Excerpted passage »
An interesting study conducted by researchers at a prominent college showed that children between the ages of 18 – 36 months, when allowed to play with a tablet, became so distracted that they did not even recognise or respond to their own name being called. These same children, when playing with more traditional toys, not only reacted more socially to stimulus, but displayed signs of imaginative and creative play.

The issue is a contentious one, but you only have to look at the influence tablets and smartphones have had on wide sections of the adult population to see how this devices could negatively affect a child’s development. There are plenty of people who never seem to have their head out of their phones. Employee efficiency in office environments has been shown to decrease dramatically when workers have access to their smartphones. If these devices are so distracting to adults who should know better, why would they not be similarly engrossing to our children?

Stored rows »

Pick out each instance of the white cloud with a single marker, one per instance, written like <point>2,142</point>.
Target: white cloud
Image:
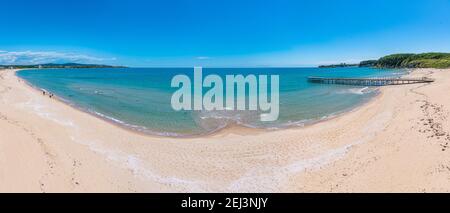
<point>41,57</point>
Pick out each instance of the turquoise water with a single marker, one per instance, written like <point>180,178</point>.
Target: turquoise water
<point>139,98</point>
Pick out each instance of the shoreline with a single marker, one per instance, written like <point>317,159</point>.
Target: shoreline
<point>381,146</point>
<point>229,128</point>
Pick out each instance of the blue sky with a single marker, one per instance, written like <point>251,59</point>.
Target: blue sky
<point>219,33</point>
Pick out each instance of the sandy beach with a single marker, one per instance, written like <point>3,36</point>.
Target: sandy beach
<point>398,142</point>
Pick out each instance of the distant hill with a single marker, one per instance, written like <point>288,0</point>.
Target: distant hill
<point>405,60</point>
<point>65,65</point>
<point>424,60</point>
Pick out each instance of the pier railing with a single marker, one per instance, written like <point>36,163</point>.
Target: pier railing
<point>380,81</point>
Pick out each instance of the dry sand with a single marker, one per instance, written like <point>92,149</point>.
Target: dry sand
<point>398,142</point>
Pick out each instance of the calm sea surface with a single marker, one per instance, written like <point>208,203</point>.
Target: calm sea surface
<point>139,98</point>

--

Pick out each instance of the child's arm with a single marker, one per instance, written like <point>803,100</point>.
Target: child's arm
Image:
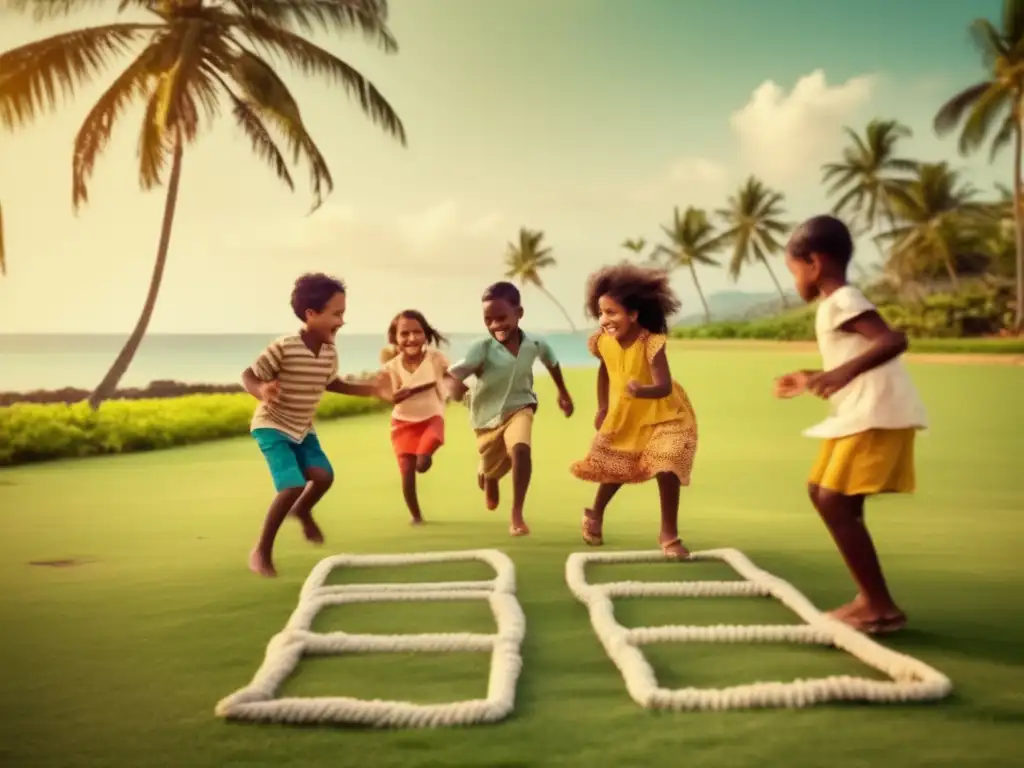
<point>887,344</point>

To be done »
[1] Can you answer these from the passage on tablets and children?
(a) How old were the children in the study?
(b) What did those children fail to respond to while playing with a tablet?
(c) What has been shown to happen to employee efficiency in offices when workers can use their smartphones?
[2] Could you pick up the passage on tablets and children after its last sentence and keep writing it?

Responses in order »
[1]
(a) Between 18 and 36 months.
(b) Their own name being called.
(c) It decreases dramatically.

[2]
Children develop social skills through experience. Interacting with other children and engaging in interactive play and group play experiences are absolutely vital in helping children learn the social skills that they will rely on throughout their young adult and adult lives. By taking the easy option and allowing them ready access to tablets or smartphones, parents are often putting off a short term inconvenience by creating a far more serious long term problem.

The remedy? It’s quite simple. Restrict your child’s access to tablets or smartphones. A set amount of time per day, at a set time and only if the child’s behaviour warrants it is all the access that should be allowed. Similarly, parents can select applications and games that will help children develop particular skills, rather than simply picking the most colourful game with the most attention grabbing sounds. You can make your tablet or smartphone a learning tool, rather than something to distract and pass the time. In years to come, you will be glad that you did.